Excerpt Block Start

Already, scientists at Wake Forest University have grown gall bladders on artificial “scaffolds” of water soluble material. Seven patients have these new bladders, and they are still working. ( The Economist , February 20, 2010), while physicians in Europe have implanted lab-grown tracheas. In Japan several children are living with tissue-engineered cardiac blood vessels ( Science , Aug. 2011).

The second generation of tissue engineering is already upon us. Progress in rebuilding complex organs such as lungs will be difficult, but is no longer the stuff or science fiction. Tissue engineers, harnessing properties of intercellular communication, have even begun to induce in vivo heart muscle regeneration. If they are successful, it may be possible to generate muscle for a “cardiac muscle patch.” ( Science , February 12, 2010).

One new innovation in tissue engineering marries nanowires with human cells. In Sept. 2012 scientists from Harvard, MIT and other Boston-area universities announced the creation of Cyborg-like tissue, where a network of nanowires containing electrodes that will enable physicians to monitor changes in human tissue at levels not imagined before.

The third generation of tissue engineering is almost at hand. By 2020, engineers might deploy self-assembling nano-electronic components to create 3-D circuits to improve the tissue compatibility of implants. Especially promising are plans to print organs using inkjet technology to imprint stem cells. Scientists and engineers are adapting tissue engineering to deal with a multitude of medical problems such as kidney failure, atherosclerosis, spinal cord injuries, inflammations, age-related diseases, and osteoporosis. It now seems that there are only a few parts of the body that cannot be ultimately replaced with bio-artificial replications of body parts.

Conclusion: the nano-bio-info convergence

Nanotechnology will surely revolutionize energy and materials science. The potential for truly staggering applications of biotechnology as augmented by nano and information technology is also in little doubt. Whether much of this potential will be soon realized is, however, yet unclear. Financial constraints on transfer of innovations based on these technologies are loosening, but legal and regulatory constraints loom much larger than in past technological revolutions. In the U.S. the Food and Drug Administration has become increasingly risk-adverse in approving new genetic and nanotech treatments in medicine. And no one knows what the next session of congress will bring.

Excerpt Block End
Supplied data Block Start

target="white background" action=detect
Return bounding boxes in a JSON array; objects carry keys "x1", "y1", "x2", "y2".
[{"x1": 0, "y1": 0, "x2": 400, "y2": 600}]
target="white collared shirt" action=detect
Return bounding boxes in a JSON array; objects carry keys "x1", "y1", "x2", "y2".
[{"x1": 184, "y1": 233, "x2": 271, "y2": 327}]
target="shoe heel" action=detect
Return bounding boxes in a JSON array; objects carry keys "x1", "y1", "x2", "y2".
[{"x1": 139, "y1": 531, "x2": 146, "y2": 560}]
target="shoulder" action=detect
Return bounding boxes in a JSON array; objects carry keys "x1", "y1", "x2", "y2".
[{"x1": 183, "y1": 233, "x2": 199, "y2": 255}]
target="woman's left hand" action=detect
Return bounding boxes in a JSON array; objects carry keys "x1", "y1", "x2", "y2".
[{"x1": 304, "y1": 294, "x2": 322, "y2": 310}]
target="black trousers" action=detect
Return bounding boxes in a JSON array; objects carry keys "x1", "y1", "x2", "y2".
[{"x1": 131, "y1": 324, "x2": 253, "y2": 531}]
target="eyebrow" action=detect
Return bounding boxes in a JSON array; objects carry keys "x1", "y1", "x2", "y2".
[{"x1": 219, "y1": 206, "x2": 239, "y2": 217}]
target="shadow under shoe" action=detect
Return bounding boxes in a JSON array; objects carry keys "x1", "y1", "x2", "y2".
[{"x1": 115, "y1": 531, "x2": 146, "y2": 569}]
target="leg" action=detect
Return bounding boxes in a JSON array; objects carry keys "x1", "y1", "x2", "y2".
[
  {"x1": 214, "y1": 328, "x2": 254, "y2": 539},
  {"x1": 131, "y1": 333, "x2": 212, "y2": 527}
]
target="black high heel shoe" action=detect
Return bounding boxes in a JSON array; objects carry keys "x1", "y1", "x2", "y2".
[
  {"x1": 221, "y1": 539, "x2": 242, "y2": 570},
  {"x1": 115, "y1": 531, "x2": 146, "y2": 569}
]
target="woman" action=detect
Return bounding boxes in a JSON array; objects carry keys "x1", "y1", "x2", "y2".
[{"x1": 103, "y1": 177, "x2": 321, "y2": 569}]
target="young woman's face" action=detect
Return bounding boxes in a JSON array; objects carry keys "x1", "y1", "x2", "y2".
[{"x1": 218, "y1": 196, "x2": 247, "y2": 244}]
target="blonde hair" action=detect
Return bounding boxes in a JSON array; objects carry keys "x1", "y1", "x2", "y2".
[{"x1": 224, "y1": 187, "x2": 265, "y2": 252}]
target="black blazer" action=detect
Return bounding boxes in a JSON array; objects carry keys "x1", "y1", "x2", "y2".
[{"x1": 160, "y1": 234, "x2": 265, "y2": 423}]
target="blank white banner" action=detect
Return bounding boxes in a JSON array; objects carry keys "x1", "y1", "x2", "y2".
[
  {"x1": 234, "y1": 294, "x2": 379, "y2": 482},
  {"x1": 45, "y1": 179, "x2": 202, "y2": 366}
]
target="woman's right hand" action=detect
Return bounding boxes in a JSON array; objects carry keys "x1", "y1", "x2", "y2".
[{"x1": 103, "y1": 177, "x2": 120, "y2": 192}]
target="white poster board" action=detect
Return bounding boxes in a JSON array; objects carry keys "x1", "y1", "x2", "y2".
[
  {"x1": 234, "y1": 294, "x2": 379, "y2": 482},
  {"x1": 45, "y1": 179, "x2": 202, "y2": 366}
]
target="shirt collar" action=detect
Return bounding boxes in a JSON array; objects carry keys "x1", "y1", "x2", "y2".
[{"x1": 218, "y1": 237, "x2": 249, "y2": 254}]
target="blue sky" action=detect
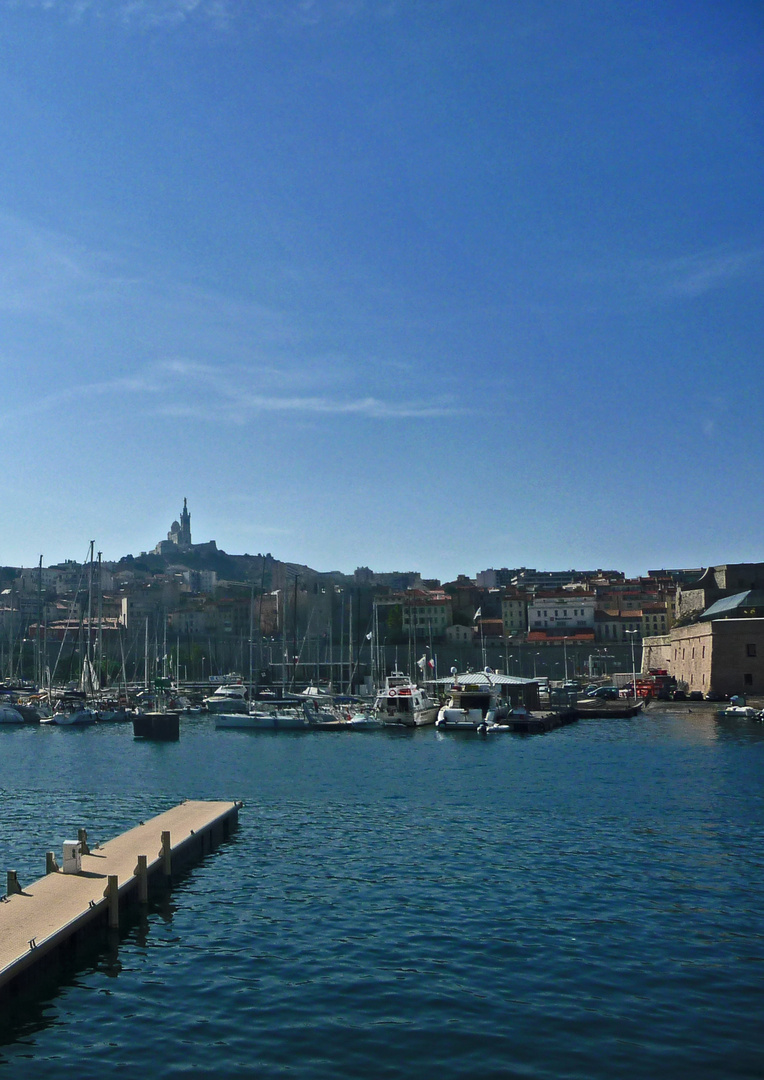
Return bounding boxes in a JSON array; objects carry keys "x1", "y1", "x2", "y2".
[{"x1": 0, "y1": 0, "x2": 764, "y2": 580}]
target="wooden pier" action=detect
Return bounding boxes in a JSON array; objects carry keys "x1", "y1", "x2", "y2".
[{"x1": 0, "y1": 801, "x2": 242, "y2": 995}]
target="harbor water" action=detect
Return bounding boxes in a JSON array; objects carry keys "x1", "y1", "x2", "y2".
[{"x1": 0, "y1": 703, "x2": 764, "y2": 1080}]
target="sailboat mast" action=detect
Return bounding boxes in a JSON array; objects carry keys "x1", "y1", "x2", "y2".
[{"x1": 95, "y1": 552, "x2": 104, "y2": 688}]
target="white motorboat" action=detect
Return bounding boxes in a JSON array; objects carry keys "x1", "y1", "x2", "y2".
[
  {"x1": 204, "y1": 683, "x2": 250, "y2": 714},
  {"x1": 215, "y1": 710, "x2": 310, "y2": 731},
  {"x1": 0, "y1": 705, "x2": 26, "y2": 724},
  {"x1": 374, "y1": 672, "x2": 438, "y2": 728},
  {"x1": 51, "y1": 707, "x2": 98, "y2": 728},
  {"x1": 716, "y1": 705, "x2": 759, "y2": 720},
  {"x1": 435, "y1": 672, "x2": 509, "y2": 731}
]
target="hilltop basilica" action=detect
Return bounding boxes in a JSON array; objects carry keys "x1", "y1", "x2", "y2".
[{"x1": 153, "y1": 499, "x2": 217, "y2": 555}]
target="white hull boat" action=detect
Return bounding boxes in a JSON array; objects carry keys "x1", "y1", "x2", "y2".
[
  {"x1": 435, "y1": 676, "x2": 509, "y2": 732},
  {"x1": 0, "y1": 705, "x2": 26, "y2": 724},
  {"x1": 204, "y1": 683, "x2": 250, "y2": 715},
  {"x1": 51, "y1": 708, "x2": 97, "y2": 728},
  {"x1": 215, "y1": 712, "x2": 310, "y2": 731},
  {"x1": 374, "y1": 672, "x2": 438, "y2": 728}
]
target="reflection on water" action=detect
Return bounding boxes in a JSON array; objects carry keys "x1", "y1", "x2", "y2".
[{"x1": 0, "y1": 703, "x2": 764, "y2": 1080}]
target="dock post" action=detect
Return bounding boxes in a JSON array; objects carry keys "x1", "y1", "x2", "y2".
[
  {"x1": 104, "y1": 874, "x2": 119, "y2": 929},
  {"x1": 135, "y1": 855, "x2": 148, "y2": 904},
  {"x1": 159, "y1": 832, "x2": 173, "y2": 877}
]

Supplied data Block End

Brief: Copy out the excerpt on tissue engineering word for word, in full.

Response area:
Already, scientists at Wake Forest University have grown gall bladders on artificial “scaffolds” of water soluble material. Seven patients have these new bladders, and they are still working. ( The Economist , February 20, 2010), while physicians in Europe have implanted lab-grown tracheas. In Japan several children are living with tissue-engineered cardiac blood vessels ( Science , Aug. 2011).

The second generation of tissue engineering is already upon us. Progress in rebuilding complex organs such as lungs will be difficult, but is no longer the stuff or science fiction. Tissue engineers, harnessing properties of intercellular communication, have even begun to induce in vivo heart muscle regeneration. If they are successful, it may be possible to generate muscle for a “cardiac muscle patch.” ( Science , February 12, 2010).

One new innovation in tissue engineering marries nanowires with human cells. In Sept. 2012 scientists from Harvard, MIT and other Boston-area universities announced the creation of Cyborg-like tissue, where a network of nanowires containing electrodes that will enable physicians to monitor changes in human tissue at levels not imagined before.

The third generation of tissue engineering is almost at hand. By 2020, engineers might deploy self-assembling nano-electronic components to create 3-D circuits to improve the tissue compatibility of implants. Especially promising are plans to print organs using inkjet technology to imprint stem cells. Scientists and engineers are adapting tissue engineering to deal with a multitude of medical problems such as kidney failure, atherosclerosis, spinal cord injuries, inflammations, age-related diseases, and osteoporosis. It now seems that there are only a few parts of the body that cannot be ultimately replaced with bio-artificial replications of body parts.

Conclusion: the nano-bio-info convergence

Nanotechnology will surely revolutionize energy and materials science. The potential for truly staggering applications of biotechnology as augmented by nano and information technology is also in little doubt. Whether much of this potential will be soon realized is, however, yet unclear. Financial constraints on transfer of innovations based on these technologies are loosening, but legal and regulatory constraints loom much larger than in past technological revolutions. In the U.S. the Food and Drug Administration has become increasingly risk-adverse in approving new genetic and nanotech treatments in medicine. And no one knows what the next session of congress will bring.